▽

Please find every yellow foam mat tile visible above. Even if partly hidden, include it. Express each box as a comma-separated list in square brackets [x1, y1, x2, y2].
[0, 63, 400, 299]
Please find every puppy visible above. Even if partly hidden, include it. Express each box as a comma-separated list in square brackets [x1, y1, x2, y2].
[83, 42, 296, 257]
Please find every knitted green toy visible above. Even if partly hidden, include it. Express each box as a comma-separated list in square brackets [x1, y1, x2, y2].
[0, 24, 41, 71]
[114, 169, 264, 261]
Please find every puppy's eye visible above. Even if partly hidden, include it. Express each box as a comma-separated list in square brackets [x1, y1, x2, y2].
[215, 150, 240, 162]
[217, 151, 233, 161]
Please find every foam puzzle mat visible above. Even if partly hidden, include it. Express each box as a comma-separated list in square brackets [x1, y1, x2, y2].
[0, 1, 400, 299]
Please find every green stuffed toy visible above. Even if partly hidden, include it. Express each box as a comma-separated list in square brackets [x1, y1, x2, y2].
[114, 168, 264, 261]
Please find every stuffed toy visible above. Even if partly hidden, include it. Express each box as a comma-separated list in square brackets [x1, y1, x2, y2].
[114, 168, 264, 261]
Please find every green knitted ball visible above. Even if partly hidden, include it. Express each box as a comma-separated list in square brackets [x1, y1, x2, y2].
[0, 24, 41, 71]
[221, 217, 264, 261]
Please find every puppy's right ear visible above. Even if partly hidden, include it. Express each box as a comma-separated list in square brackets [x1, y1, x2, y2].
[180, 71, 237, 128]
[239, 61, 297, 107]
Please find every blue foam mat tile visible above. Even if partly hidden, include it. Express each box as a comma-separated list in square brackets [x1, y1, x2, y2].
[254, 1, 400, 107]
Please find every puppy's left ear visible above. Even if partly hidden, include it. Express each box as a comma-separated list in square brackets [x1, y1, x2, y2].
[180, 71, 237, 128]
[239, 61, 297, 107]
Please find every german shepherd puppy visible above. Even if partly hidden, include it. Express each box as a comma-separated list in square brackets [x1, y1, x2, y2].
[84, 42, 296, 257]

△

Arrange the rows above as a two-column CSV with the header text,answer, giving one line per row. Put each value in double quotes, and turn any line breaks inside a value into spaces.

Task solution:
text,answer
"Please find every yellow foam mat tile visible above. Even if partly hidden, include it. Express each box as a comma-separated list in square brackets [x1, y1, x2, y2].","[0, 63, 400, 299]"
"Please find every puppy visible above. Even if partly hidden, include it. Express each box as a comma-separated list in square brackets [x1, y1, x2, y2].","[83, 42, 296, 257]"
"Please find every knitted green toy visible above. Even if partly hidden, include it. Express each box as a comma-separated list in square brackets [x1, y1, x2, y2].","[0, 24, 41, 71] [114, 169, 264, 261]"
"Please find every puppy's eye visible above. Even if partly hidden, include it. Express each box as a comma-separated list in square brackets [x1, y1, x2, y2].","[215, 150, 240, 162] [217, 151, 233, 161]"
"Please find every foam puzzle mat visible above. Even if partly hidden, include it. Express each box as a comma-separated list in square brackets [x1, y1, x2, y2].","[0, 1, 400, 299]"
"Please find every green stuffed toy visible above. Even if partly hidden, include it. Express each box as a comma-separated list in square brackets [x1, y1, x2, y2].","[114, 168, 264, 261]"
"Please find every stuffed toy visible above. Even if partly hidden, include it. Express each box as a comma-separated list in square brackets [x1, y1, x2, y2].","[114, 168, 264, 261]"
"Please find every green knitted ball visible above. Even if partly hidden, include it. Express each box as a comma-separated list in square brackets [x1, y1, x2, y2].","[0, 24, 41, 71] [221, 217, 264, 261]"
"Please find every puppy's right ear visible above. Even if partly hidden, include it. Express each box as a comma-separated list in square brackets [x1, y1, x2, y2].","[180, 71, 237, 128] [239, 61, 297, 107]"
"Please find every blue foam mat tile visible above. Even if partly hidden, include it. Express each box as a comma-separated list in square brackets [x1, y1, x2, y2].","[254, 1, 400, 107]"
"Please find every puppy's left ear visible above. Even if partly hidden, include it. Express each box as a comma-separated list in square brackets [x1, y1, x2, y2].","[180, 71, 237, 128] [239, 61, 297, 107]"
"Please find every german shepherd puppy visible above. Even if partly hidden, include it. Express each box as a comma-separated list in square brackets [x1, y1, x2, y2].","[84, 42, 296, 257]"